Challenge A:
Copy the segment listing below line for line, leaving every character unchanged.

Extract:
Please note that gfx803 is not officially supported on ROCm. Best we can do at this point is to provide you information (such as above) to help enable you to resolve these issues yourself.

xuhuisheng commented 2 years ago

Thank @cgmb help, I will try to test to this direction.

Thank @bragadeesh noticed, I am very appreciate for your help.

xuhuisheng commented 2 years ago

@cgmb Sorry for the delay response. I ran rocblas-test as you say, on ROCm-4.5.2 and ROCm-5.1.3. There are FAILED with asm codes, but when I deleted r9nao yml, there is no FAILED tests. As mentioned before, my environment is RX580 8G, ubuntu-20.04.4.

So I think it may resolved rocblas gfx803 issues if I deleted r9nano related ymls. I will find time to dig asm problems. Thank you.

cgmb commented 2 years ago

I'm surprised. That's different from the results I had got. I'd honestly given up after trying ROCm 5.0 and discovering my gfx803 card didn't seem to work at all anymore. It was just today that I learned you need to set ROC_ENABLE_PRE_VEGA=true to enable gfx803 in ROCclr now.

In any case, my conclusion from this issue was that the complexity of Tensile limits the ability of the community to understand and debug rocBLAS. I've been asking about potentially having fallback implementations for rocBLAS functions when building without Tensile. That's something that's been desired for a number of different people for different reasons (e.g., https://github.com/spack/spack/pull/28846), and I think it would be helpful for cases like this.

xuhuisheng commented 2 years ago

@cgmb I do a little more tests using rocBLAS gtest. Here is what I found.

Challenge B:
Decide whether each statement agrees with the gfx803 thread above. Answer yes or no for each, and quote the deciding words of the thread. (i) xuhuisheng ran the tests on an RX580 8G under Ubuntu 20.04.4. (ii) After the r9nano yml was deleted, some tests still failed. (iii) cgmb learned that ROC_ENABLE_PRE_VEGA must be set to true to enable gfx803 in ROCclr.

Material supplied:
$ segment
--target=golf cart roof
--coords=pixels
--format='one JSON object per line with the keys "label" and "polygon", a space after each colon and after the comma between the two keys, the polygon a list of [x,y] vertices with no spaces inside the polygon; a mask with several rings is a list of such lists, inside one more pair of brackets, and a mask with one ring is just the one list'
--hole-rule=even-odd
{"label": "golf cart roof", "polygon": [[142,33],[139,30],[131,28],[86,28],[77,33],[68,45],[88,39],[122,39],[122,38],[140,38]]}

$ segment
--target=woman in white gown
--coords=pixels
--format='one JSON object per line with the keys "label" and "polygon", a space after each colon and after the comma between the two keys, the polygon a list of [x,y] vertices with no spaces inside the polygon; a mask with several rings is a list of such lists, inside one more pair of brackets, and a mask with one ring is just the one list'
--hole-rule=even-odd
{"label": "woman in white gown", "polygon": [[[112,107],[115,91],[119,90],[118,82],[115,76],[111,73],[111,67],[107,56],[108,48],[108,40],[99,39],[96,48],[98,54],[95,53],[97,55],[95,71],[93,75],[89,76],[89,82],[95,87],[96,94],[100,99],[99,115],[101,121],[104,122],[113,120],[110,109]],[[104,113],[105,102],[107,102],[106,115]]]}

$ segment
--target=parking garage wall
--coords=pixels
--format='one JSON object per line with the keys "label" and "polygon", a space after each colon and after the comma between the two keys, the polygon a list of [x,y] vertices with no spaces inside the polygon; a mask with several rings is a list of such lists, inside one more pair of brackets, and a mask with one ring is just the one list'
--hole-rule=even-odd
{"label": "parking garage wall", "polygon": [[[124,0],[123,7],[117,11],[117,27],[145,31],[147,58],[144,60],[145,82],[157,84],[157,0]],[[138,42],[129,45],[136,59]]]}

Full solution A:
$ segment
--target=golf cart roof
--coords=pixels
--format='one JSON object per line with the keys "label" and "polygon", a space after each colon and after the comma between the two keys, the polygon a list of [x,y] vertices with no spaces inside the polygon; a mask with several rings is a list of such lists, inside one more pair of brackets, and a mask with one ring is just the one list'
--hole-rule=even-odd
{"label": "golf cart roof", "polygon": [[142,33],[139,30],[131,28],[86,28],[77,33],[68,45],[88,39],[122,39],[122,38],[140,38]]}

$ segment
--target=woman in white gown
--coords=pixels
--format='one JSON object per line with the keys "label" and "polygon", a space after each colon and after the comma between the two keys, the polygon a list of [x,y] vertices with no spaces inside the polygon; a mask with several rings is a list of such lists, inside one more pair of brackets, and a mask with one ring is just the one list'
--hole-rule=even-odd
{"label": "woman in white gown", "polygon": [[[112,107],[115,91],[119,90],[118,82],[115,76],[111,73],[111,67],[107,56],[108,48],[108,40],[99,39],[96,48],[98,54],[95,53],[97,55],[95,71],[93,75],[89,76],[89,82],[95,87],[96,94],[100,99],[99,115],[101,121],[104,122],[113,120],[110,109]],[[104,113],[105,102],[107,102],[106,115]]]}

$ segment
--target=parking garage wall
--coords=pixels
--format='one JSON object per line with the keys "label" and "polygon", a space after each colon and after the comma between the two keys, the polygon a list of [x,y] vertices with no spaces inside the polygon; a mask with several rings is a list of such lists, inside one more pair of brackets, and a mask with one ring is just the one list'
--hole-rule=even-odd
{"label": "parking garage wall", "polygon": [[[124,0],[123,7],[117,11],[117,27],[145,31],[147,58],[144,60],[145,82],[157,84],[157,0]],[[138,42],[129,45],[136,59]]]}

Full solution B:
(i) Yes: "my environment is RX580 8G, ubuntu-20.04.4."
(ii) No: "when I deleted r9nao yml, there is no FAILED tests."
(iii) Yes: "you need to set ROC_ENABLE_PRE_VEGA=true to enable gfx803 in ROCclr now."